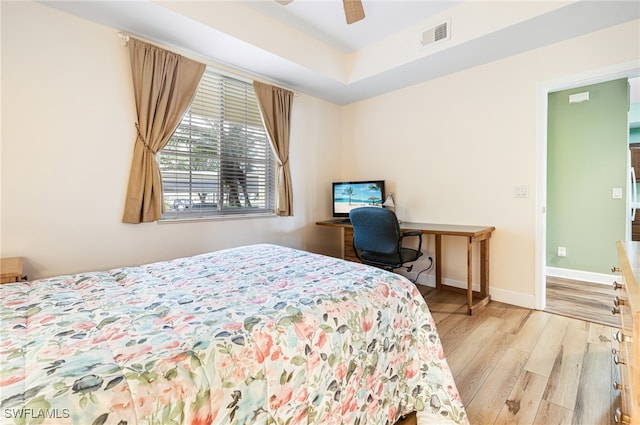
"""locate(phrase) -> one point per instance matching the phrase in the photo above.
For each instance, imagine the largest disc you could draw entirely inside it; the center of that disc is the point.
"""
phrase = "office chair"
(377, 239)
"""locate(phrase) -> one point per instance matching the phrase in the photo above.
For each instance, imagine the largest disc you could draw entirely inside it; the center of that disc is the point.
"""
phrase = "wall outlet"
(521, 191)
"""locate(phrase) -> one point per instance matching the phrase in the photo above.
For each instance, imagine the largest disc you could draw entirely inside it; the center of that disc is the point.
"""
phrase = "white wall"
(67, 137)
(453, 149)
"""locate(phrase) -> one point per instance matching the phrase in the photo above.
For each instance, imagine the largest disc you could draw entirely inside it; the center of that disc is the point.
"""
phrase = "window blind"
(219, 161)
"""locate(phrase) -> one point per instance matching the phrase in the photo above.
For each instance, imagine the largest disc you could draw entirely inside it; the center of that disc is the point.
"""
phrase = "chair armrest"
☆ ☆ ☆ ☆ ☆ ☆ ☆
WHAT IS EXPECTED:
Please write out all of the material above without changing a word, and omit any pictures.

SOLUTION TO THIS PROBLEM:
"""locate(phrase) -> one point per instance matching the phrase in the photo above.
For each instance, imagine the largest disc you could draw entirely inside it; the center of that disc is the point.
"""
phrase = "office chair"
(377, 239)
"""locate(phrase) -> one point per instance matching the phrase in the photo above.
For each instance, imagine the largest disc you could draw entirely inside it; the center of that disc is the point.
"""
phrase = "wall outlet"
(521, 191)
"""locate(phrase) -> one point per instance matching the phrase in the photo above.
For each instance, imagine the largest disc you could draw entirely inside it; the center of that disc is the point.
"""
phrase = "white wall"
(67, 137)
(453, 149)
"""locate(phrase) -> one point per instance matching the phrase in the photo above.
For each instance, imagine the largest disc you could draw entirely inside it; the center of that disc is the point.
"""
phrase = "window blind"
(219, 161)
"""locate(phrase) -> one point per instance matching the phrase in the photo above.
For each instance, imagine the largest disc you could draw entirely inside it; the center of that disc is the point.
"""
phrase = "chair armrest"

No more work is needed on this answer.